--- PROBLEMA ASSEGNATO A ---
Secondo il brano, chi è il cavaliere misterioso che sconfigge Sacripante in duello?

All’inizio del poema Angelica, la bellissima principessa portata dall’Oriente da Orlando, fugge dall’accampamento di Carlo Magno, sfruttando l’occasione della battaglia tra l’esercito cristiano e quello dei Mori. Fugge spaventata, si sente braccata, lei stessa non sa dove sta andando.

 

Fugge tra selve spaventose e scure,

per lochi inabitati, ermi e selvaggi.

Quel dì e la notte a mezzo l’altro giorno

s’andò aggirando, e non sapeva dove. 

(Ariosto, Canto I, Orlando Furioso)

 E nella selva incontra molti dei paladini che ardono d’amore per lei.

I primi sono Ferraù e Rinaldo che si battono per la donna amata, poi pur essendo nemici e di fede diversa, si alleano per avere maggiori possibilità di catturarla.

E Angelica riprende la sua fuga. Arriva in un boschetto ameno e si addormenta.

Viene risvegliata dal pianto disperato di un cavaliere che Angelica conosce molto bene, è il re Sacripante. Nascosta da un cespuglio ascolta il suo innamorato che si dispera perché pensa che la “rosa” della verginità di Angelica sia stata colta da Orlando.

Ma quando decide di affidarsi a lui Sacripante si trasforma da fidato, candido e nobile cavaliere in brutale assalitore. Decide infatti di abusare di lei, e ritiene, come ogni perfetto stupratore, che anche la donna ne avrà piacere.

Corrò la fresca e matutina rosa,

so ben ch’a donna non si può far cosa

che più soave e più piacevol sia […]

A questo punto sta per avventarsi su di lei ma, colpo di scena, viene interrotto dall’arrivo di un cavaliere misterioso: 

Ecco pel bosco un cavalier venire

il cui sembiante è d’uom gagliardo e fiero

candido come neve è il suo vestire,

un bianco pennoncello ha per cimiero. 

Sacripante, irato per essere stato interrotto, lo sfida a duello ma viene sconfitto in modo plateale! È certamente comico il momento in cui Sacripante viene sommerso dal suo stesso cavallo, ma ancora più divertente è scoprire che il cavaliere misterioso altri non è che Bradamante. Una donna! Una «gentil donzella».

Ella è gagliarda ed è più bella molto;

né il suo famoso nome anco t’ascondo:

fu Bradamante quella che t’ha tolto

quanto onor mai tu guadagnasti al mondo. 

Quindi in questa selva si incrociano molteplici personaggi, tutti alla ricerca di qualcosa e Angelica, espressione della Bellezza, è il principale oggetto del desiderio

Come afferma Calvino: «Fin dal primo canto l’Orlando Furioso si annuncia come il poema del movimento, movimento a linee spezzate, a zig-zag […] tutto inseguimenti, disguidi, fortuiti incontri, smarrimenti, cambiamenti di programma».

--- PROBLEMA ASSEGNATO B ---
Individua e copia ogni riga dei record in cui compare la stringa "stem".

--- RECORD DELL'ESERCIZIO ---
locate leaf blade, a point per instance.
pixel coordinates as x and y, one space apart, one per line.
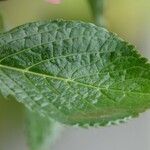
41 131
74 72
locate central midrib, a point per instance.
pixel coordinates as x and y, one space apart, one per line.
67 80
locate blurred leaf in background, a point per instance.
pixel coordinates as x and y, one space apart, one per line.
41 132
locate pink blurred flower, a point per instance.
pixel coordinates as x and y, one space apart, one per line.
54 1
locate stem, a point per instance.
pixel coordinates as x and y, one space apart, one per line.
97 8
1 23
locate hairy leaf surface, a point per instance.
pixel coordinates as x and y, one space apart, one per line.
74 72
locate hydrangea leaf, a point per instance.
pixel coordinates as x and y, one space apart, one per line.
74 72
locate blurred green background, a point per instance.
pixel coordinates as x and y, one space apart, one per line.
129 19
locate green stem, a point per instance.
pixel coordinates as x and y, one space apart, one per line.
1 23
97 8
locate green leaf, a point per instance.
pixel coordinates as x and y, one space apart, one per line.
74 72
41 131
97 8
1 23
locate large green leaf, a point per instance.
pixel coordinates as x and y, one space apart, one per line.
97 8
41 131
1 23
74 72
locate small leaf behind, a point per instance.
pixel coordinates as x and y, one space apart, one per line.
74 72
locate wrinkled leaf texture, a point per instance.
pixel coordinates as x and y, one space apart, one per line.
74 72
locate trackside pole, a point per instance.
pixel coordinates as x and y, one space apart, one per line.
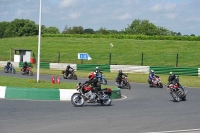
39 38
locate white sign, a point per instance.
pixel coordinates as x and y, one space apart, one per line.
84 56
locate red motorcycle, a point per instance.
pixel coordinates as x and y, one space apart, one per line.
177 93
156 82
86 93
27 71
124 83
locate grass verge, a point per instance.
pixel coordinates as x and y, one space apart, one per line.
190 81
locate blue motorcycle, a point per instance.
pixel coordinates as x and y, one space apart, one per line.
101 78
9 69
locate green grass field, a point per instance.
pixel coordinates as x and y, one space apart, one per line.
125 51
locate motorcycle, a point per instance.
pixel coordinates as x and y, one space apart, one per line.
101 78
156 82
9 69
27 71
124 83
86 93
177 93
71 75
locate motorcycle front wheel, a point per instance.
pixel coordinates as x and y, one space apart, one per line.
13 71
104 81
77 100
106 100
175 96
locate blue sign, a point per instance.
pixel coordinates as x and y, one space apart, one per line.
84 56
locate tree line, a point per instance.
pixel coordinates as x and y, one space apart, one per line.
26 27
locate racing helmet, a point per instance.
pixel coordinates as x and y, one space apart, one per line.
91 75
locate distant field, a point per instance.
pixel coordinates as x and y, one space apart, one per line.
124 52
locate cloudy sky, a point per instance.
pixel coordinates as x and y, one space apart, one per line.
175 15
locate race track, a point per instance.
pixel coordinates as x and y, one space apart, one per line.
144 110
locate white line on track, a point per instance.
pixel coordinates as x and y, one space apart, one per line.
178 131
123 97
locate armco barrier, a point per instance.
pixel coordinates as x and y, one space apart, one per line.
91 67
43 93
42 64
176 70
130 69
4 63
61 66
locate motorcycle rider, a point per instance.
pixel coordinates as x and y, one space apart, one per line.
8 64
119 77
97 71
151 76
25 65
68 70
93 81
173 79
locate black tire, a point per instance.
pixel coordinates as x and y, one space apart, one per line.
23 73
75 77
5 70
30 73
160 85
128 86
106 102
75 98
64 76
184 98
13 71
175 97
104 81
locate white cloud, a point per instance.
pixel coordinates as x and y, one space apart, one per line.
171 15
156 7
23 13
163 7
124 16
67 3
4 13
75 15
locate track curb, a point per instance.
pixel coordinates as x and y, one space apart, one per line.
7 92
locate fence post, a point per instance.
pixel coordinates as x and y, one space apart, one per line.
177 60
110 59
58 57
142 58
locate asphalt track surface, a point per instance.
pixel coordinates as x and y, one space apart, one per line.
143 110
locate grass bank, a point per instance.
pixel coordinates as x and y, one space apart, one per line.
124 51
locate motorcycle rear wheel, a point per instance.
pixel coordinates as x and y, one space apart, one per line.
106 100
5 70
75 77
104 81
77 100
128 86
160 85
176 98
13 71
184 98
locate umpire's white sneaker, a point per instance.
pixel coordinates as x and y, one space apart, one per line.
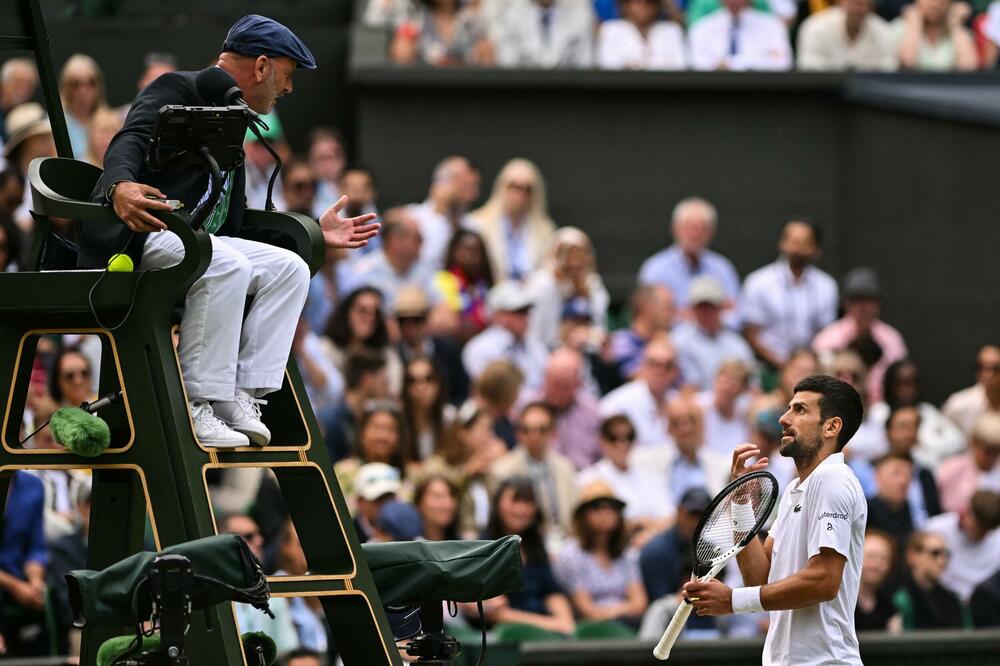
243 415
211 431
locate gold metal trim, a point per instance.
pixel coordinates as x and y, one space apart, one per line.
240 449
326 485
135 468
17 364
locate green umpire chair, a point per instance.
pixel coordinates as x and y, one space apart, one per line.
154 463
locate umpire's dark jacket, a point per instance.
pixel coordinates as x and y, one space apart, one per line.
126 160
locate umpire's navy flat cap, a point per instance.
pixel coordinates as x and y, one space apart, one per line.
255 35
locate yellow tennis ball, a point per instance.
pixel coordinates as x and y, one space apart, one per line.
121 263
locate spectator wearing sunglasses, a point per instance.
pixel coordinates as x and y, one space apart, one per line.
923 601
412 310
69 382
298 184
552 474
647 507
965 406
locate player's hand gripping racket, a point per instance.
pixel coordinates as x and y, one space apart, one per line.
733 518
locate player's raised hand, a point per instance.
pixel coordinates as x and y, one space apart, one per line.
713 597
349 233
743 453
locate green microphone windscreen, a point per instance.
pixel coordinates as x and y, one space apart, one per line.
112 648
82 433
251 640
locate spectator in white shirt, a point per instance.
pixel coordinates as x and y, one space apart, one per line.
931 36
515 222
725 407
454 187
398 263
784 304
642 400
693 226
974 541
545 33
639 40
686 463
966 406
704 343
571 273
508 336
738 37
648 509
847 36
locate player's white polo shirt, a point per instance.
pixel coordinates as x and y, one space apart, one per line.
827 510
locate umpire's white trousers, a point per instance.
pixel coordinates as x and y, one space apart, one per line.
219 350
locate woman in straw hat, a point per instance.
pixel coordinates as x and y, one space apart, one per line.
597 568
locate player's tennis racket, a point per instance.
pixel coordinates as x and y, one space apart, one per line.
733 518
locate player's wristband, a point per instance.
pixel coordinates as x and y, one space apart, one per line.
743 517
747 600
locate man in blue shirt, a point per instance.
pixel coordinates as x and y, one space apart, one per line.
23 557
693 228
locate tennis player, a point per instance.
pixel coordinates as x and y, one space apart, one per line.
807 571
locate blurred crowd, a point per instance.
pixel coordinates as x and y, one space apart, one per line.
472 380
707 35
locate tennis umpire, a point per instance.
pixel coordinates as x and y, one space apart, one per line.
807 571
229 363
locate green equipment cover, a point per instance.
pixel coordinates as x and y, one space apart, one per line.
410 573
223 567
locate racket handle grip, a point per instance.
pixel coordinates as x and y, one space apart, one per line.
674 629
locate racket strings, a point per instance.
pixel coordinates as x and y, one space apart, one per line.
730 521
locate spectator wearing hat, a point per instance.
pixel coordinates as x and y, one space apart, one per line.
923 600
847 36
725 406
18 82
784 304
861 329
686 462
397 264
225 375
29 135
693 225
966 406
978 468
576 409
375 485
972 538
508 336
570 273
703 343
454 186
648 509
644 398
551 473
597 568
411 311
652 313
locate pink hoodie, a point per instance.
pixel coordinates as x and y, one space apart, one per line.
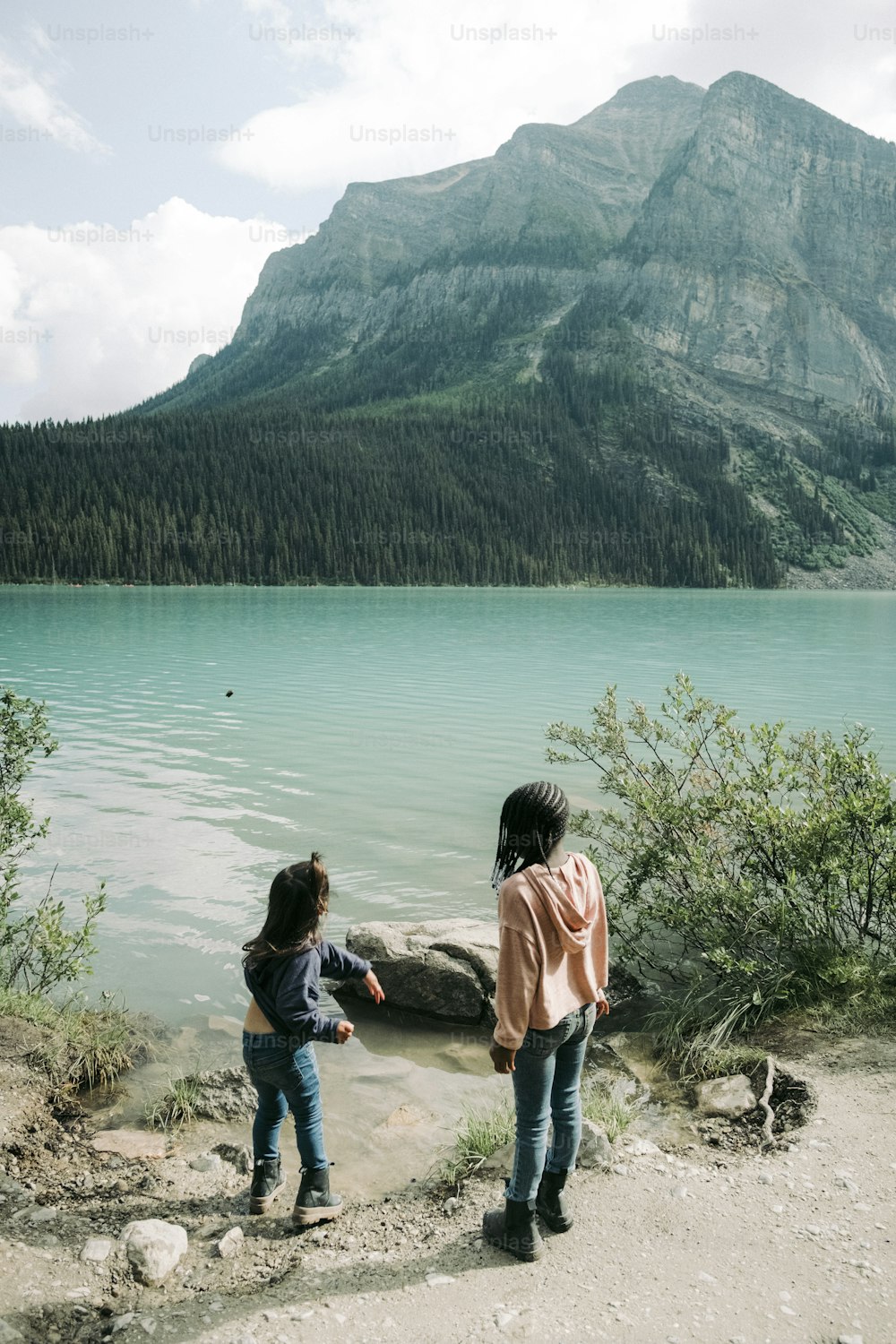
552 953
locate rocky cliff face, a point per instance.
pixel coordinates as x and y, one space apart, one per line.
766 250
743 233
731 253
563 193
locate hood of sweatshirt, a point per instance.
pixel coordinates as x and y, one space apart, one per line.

--- RISPOSTA ALLA CONSEGNA A ---
È Bradamante, una donna.

--- RISPOSTA ALLA CONSEGNA B ---
locate stem, a point per instance.
locate green stem, a point per instance.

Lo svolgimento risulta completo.